Pull out the lines from the start of the records through the line containing "positive clicks: (225, 235)", both included, and reproduce them without change. Leave the pictures out.
BEGIN Data for this exercise
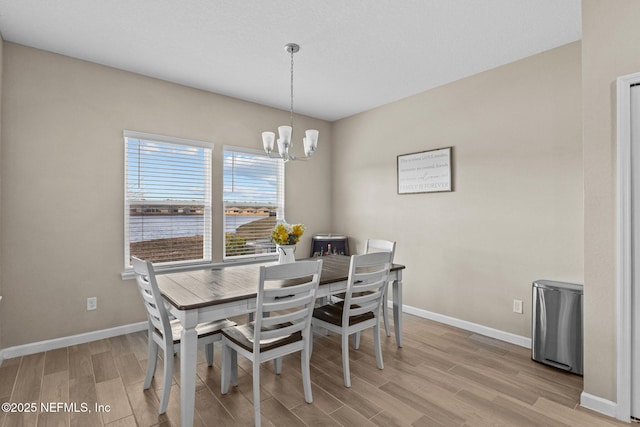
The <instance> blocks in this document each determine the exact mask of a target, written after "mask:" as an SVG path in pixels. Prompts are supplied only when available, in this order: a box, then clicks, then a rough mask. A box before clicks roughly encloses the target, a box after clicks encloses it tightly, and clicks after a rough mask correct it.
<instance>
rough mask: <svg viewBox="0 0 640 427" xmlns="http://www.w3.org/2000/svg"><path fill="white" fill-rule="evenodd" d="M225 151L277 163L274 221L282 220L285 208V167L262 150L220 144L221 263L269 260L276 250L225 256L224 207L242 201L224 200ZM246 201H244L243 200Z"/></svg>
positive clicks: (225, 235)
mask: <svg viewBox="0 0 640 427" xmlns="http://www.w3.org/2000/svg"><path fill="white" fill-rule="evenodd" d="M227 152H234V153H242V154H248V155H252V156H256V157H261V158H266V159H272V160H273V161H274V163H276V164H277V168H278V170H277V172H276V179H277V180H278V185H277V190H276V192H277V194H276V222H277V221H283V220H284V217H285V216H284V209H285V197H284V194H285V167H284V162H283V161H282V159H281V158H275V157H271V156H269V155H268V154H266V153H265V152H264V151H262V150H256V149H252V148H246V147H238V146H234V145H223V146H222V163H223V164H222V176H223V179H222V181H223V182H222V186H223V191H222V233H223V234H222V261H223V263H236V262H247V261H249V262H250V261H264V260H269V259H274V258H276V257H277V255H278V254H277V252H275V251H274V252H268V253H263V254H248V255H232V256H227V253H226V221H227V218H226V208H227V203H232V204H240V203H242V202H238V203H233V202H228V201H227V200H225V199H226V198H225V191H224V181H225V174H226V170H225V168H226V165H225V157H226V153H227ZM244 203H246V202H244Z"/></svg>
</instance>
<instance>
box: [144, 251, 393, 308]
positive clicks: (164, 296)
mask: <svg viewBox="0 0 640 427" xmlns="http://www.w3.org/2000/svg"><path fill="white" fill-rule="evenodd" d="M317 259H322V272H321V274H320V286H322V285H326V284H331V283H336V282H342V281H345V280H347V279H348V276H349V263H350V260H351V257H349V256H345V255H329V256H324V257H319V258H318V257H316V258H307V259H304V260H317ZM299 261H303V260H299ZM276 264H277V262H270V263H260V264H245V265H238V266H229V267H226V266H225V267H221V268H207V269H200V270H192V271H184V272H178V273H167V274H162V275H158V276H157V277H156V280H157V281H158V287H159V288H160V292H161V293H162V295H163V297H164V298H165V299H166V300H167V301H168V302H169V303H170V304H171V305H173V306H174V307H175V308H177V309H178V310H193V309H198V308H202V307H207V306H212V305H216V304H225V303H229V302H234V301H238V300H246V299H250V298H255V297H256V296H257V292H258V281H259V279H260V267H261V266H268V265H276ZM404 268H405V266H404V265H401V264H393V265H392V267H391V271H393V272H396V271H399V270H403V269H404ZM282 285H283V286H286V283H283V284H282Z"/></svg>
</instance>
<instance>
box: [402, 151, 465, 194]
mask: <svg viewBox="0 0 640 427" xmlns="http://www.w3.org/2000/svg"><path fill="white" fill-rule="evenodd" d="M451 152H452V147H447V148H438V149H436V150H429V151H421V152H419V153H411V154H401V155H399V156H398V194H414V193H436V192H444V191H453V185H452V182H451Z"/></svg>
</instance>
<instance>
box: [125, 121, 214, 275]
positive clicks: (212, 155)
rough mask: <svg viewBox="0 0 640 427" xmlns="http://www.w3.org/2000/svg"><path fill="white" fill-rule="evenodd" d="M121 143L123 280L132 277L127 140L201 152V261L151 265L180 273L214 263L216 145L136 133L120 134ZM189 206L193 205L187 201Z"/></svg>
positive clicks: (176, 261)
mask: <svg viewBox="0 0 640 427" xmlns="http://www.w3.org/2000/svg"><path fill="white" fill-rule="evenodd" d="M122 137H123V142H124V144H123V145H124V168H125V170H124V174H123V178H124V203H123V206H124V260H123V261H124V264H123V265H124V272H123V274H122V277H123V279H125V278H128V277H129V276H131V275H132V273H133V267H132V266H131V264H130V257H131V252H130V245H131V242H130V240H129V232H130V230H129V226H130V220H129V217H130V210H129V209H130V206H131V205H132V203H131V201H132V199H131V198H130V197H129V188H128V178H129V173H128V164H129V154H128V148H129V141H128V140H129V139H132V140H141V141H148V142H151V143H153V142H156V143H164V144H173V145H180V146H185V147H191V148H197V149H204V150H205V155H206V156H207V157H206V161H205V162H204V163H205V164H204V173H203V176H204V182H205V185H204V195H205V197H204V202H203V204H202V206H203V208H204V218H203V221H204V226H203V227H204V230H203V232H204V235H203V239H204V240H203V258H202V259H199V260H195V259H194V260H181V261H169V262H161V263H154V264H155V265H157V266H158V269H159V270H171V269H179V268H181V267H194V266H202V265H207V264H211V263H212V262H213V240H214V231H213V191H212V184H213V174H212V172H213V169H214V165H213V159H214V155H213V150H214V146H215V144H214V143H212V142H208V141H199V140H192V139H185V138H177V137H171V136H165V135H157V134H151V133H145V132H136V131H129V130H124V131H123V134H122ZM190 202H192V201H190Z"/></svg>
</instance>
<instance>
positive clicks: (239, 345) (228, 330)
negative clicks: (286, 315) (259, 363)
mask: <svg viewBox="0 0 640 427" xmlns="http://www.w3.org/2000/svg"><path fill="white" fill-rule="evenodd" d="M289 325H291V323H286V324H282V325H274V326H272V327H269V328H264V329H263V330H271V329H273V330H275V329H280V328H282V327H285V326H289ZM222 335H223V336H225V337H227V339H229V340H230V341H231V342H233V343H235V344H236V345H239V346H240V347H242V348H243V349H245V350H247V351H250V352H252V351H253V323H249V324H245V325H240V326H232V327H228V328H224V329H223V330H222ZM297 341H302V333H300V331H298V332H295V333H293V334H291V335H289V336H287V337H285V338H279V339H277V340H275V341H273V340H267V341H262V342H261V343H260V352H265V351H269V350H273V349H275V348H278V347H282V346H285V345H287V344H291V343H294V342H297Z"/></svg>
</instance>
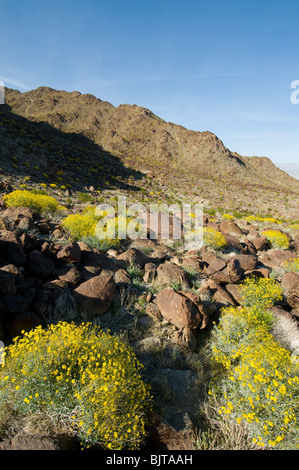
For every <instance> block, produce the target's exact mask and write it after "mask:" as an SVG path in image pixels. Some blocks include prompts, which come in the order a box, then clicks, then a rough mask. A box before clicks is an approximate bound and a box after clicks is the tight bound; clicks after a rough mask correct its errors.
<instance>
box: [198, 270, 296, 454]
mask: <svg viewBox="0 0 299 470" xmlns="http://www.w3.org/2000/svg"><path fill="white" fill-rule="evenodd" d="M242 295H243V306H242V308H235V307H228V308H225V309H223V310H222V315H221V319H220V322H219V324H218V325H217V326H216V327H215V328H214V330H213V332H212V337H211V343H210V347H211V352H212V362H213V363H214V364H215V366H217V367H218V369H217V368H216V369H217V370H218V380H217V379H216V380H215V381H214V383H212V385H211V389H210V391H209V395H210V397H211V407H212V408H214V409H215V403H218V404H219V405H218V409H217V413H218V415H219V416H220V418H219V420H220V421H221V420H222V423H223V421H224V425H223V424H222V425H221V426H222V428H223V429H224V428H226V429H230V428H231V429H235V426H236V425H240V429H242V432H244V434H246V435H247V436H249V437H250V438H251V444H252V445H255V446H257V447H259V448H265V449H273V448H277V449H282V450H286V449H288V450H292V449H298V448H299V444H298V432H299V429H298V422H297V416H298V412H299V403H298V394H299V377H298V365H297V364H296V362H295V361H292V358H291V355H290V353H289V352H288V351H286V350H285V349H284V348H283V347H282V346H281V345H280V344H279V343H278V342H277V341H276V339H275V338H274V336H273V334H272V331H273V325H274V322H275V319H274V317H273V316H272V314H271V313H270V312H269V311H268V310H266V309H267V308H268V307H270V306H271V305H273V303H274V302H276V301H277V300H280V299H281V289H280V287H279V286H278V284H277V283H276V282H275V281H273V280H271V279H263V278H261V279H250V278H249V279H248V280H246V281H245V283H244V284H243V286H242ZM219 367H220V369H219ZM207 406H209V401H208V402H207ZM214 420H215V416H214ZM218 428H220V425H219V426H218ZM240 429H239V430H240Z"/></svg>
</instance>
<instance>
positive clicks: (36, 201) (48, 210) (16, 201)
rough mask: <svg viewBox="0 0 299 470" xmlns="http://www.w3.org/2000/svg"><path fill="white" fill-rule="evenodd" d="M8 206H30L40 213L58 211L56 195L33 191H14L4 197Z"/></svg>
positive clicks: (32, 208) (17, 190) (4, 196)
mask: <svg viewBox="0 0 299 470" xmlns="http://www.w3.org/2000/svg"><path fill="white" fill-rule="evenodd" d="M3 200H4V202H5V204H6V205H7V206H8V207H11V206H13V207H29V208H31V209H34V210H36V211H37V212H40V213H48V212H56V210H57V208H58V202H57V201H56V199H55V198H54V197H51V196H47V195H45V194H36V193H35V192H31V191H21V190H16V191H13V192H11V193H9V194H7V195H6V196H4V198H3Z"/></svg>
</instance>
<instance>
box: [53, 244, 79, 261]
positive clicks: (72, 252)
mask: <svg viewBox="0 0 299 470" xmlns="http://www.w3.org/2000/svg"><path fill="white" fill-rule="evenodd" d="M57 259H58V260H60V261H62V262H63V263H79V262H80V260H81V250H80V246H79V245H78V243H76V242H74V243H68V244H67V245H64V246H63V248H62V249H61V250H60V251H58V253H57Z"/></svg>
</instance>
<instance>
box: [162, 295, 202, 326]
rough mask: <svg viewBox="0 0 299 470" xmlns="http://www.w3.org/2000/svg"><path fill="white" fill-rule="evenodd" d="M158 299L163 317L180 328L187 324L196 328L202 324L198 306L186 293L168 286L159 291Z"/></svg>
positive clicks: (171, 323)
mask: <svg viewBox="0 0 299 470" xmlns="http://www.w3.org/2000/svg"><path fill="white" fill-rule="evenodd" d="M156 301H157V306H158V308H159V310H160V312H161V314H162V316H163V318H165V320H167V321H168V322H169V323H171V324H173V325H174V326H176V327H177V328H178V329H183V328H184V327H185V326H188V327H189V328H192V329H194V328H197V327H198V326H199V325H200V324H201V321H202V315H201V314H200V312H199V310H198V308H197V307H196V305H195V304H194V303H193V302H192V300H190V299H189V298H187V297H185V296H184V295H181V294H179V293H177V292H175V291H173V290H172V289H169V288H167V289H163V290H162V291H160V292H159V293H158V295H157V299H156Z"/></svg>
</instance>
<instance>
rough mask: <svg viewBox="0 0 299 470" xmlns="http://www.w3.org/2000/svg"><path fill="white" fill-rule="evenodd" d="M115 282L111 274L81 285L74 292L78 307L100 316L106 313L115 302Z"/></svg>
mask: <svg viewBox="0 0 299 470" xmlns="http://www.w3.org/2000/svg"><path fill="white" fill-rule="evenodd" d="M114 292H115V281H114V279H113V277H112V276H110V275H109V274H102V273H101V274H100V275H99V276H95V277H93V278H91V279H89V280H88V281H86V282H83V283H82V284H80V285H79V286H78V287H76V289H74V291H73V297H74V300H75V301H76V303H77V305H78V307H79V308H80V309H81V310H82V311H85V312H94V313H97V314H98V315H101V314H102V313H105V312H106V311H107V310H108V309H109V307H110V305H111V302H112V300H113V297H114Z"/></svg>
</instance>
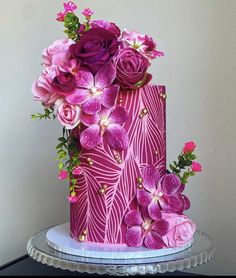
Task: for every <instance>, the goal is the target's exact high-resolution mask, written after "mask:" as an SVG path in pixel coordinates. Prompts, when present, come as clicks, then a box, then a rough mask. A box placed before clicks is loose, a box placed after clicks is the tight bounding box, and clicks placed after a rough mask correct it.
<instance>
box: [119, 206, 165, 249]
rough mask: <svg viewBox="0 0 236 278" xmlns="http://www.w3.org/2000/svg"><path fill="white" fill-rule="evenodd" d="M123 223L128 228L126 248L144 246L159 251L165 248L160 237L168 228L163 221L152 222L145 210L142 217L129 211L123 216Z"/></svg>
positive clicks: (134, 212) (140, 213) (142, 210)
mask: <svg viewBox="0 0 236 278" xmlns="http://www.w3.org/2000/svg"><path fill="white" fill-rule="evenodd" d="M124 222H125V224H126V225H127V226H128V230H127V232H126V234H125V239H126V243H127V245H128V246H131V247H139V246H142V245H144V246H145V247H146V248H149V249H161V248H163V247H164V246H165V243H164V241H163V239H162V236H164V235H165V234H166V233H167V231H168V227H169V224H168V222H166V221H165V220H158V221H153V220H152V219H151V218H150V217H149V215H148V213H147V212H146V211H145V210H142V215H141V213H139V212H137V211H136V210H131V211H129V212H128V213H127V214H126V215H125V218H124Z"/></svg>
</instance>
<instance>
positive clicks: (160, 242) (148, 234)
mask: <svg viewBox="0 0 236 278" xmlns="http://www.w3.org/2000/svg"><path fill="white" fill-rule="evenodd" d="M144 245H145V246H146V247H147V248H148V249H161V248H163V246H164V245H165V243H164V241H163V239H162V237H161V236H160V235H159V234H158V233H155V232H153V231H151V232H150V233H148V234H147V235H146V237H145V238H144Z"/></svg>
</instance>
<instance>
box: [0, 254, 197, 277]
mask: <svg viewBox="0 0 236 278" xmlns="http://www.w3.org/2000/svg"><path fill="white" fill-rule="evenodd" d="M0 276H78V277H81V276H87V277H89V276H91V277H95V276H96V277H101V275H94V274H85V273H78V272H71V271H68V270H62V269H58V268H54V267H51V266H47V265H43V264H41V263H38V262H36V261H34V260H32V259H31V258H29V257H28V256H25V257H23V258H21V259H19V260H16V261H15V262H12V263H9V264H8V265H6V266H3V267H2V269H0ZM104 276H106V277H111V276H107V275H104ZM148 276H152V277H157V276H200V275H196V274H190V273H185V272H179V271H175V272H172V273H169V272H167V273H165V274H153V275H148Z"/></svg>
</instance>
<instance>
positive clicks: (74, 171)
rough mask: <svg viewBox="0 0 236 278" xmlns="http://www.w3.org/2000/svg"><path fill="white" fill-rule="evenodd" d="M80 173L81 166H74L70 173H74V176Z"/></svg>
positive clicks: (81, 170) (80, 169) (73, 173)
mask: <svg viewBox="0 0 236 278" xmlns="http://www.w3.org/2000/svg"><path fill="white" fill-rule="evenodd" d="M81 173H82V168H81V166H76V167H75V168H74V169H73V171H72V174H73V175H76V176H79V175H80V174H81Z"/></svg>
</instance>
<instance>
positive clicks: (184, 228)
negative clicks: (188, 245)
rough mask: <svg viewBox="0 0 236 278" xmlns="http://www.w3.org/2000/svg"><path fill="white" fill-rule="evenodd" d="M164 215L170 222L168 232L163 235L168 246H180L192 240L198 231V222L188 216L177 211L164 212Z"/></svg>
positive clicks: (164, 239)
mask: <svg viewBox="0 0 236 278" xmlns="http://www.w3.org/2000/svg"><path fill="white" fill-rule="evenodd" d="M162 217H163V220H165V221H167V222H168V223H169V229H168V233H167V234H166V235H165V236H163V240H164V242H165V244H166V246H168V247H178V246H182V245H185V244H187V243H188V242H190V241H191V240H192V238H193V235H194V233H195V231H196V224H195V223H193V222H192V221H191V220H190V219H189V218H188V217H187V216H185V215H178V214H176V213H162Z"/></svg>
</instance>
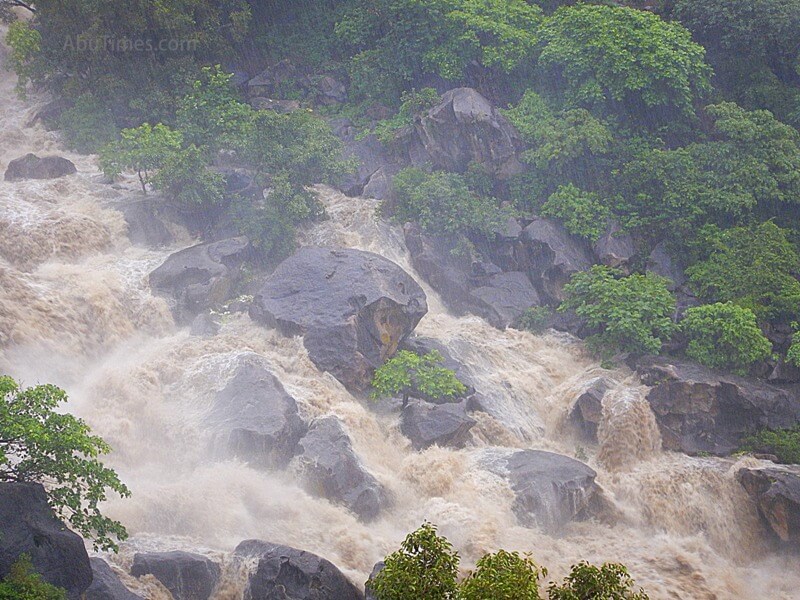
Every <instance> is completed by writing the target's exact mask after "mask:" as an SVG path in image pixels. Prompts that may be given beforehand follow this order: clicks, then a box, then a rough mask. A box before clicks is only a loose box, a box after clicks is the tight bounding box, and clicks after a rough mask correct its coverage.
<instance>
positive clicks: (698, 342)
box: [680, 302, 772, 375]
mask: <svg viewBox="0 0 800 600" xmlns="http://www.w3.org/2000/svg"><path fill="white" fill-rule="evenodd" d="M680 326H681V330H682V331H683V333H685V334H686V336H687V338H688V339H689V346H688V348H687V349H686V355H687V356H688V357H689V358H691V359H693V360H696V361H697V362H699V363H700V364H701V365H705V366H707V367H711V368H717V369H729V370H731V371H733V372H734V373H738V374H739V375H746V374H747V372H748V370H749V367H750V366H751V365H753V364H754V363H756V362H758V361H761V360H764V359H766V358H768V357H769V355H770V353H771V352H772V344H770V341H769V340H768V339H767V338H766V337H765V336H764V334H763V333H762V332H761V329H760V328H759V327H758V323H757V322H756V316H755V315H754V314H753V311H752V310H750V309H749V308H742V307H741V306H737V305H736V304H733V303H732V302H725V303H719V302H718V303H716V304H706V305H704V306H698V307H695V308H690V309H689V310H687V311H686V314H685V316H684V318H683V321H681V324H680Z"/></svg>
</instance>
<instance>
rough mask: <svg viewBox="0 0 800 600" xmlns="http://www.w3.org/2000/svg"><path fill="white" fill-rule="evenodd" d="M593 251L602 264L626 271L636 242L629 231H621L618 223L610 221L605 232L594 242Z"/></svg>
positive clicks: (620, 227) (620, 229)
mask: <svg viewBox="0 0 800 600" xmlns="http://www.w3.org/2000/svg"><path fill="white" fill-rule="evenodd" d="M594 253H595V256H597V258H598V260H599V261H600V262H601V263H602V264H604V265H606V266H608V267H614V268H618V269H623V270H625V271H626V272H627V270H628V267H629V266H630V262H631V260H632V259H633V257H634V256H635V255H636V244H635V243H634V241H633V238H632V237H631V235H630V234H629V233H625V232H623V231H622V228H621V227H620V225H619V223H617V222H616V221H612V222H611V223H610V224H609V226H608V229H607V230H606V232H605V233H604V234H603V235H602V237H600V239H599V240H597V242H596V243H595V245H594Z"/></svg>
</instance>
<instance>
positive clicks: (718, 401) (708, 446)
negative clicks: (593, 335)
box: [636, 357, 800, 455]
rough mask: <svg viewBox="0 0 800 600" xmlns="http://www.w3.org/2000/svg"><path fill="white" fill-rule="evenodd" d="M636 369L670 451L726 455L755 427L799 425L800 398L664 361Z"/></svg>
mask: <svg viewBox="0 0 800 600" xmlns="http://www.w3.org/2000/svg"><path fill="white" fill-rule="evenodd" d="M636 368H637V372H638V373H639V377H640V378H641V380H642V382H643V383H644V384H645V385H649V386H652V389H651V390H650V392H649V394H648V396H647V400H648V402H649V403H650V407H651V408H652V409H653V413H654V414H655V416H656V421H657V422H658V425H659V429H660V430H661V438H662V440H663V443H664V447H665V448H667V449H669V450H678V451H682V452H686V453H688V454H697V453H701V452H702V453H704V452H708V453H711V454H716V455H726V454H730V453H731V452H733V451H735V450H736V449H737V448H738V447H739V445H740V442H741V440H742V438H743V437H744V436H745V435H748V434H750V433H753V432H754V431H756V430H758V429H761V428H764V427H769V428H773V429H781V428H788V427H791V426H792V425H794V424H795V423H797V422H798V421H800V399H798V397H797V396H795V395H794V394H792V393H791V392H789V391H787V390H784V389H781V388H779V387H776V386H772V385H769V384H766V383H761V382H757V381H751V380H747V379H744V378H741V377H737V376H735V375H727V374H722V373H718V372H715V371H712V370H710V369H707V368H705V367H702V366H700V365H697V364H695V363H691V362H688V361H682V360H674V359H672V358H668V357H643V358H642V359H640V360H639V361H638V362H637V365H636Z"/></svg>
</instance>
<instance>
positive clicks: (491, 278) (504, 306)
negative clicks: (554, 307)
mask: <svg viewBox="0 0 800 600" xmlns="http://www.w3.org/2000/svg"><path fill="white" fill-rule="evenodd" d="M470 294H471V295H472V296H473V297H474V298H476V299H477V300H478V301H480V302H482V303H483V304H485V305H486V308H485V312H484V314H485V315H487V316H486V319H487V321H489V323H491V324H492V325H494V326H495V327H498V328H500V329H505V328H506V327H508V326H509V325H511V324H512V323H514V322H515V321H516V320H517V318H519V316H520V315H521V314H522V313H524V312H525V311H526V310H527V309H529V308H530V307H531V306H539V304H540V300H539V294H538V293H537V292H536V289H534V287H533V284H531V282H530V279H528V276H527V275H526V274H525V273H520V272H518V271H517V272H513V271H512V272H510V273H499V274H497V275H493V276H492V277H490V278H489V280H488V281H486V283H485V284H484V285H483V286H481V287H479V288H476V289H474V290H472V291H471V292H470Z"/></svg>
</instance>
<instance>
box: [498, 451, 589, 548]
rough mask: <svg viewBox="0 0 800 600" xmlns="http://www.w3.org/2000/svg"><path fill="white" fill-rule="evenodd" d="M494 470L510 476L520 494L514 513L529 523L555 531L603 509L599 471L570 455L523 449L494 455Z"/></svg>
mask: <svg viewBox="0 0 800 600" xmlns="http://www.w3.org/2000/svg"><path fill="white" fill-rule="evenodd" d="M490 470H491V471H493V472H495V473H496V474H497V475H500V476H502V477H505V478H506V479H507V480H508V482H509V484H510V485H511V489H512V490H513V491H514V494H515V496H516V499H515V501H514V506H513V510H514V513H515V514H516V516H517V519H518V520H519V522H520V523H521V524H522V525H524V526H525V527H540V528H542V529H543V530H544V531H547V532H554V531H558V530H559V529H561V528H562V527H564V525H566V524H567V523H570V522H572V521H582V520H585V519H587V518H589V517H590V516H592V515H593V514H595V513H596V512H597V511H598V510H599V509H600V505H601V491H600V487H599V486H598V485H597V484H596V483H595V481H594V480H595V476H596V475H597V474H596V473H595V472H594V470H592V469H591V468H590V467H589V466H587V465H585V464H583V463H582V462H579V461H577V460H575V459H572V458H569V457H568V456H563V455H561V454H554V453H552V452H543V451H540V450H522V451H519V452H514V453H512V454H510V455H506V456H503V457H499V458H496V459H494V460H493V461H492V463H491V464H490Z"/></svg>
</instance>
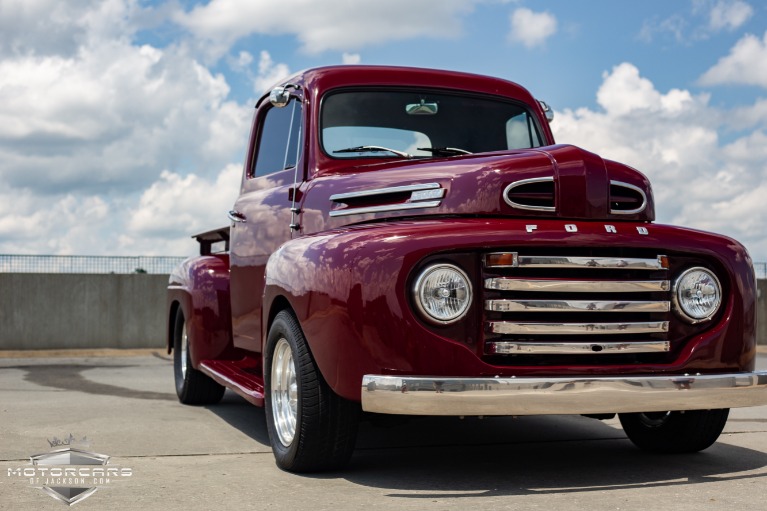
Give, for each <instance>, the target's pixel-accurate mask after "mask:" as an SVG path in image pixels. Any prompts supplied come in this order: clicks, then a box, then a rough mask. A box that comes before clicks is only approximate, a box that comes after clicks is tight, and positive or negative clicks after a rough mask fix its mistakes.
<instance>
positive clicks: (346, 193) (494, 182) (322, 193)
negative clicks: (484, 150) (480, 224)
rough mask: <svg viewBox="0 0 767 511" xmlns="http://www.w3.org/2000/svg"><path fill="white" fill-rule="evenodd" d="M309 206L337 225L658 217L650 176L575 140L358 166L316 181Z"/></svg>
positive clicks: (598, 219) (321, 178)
END Data for this exercise
*Your response*:
The <instance> blocks in this document each determine the exact mask of a target, written after "mask:" as an SVG path in pixels. Prompts are supplied only when available, in this order: a box, then clicks, then a rough mask. A box before clicks roughly encloses the target, a box after clicks encloses it tightly, and clicks after a rough mask correct it.
<instance>
rough mask: <svg viewBox="0 0 640 427" xmlns="http://www.w3.org/2000/svg"><path fill="white" fill-rule="evenodd" d="M225 151L277 163L274 221L282 220L285 208V167L262 150L220 144L221 263L269 260L276 250L225 256L224 207L242 201L224 200ZM246 201H244L243 200Z"/></svg>
positive clicks: (225, 235)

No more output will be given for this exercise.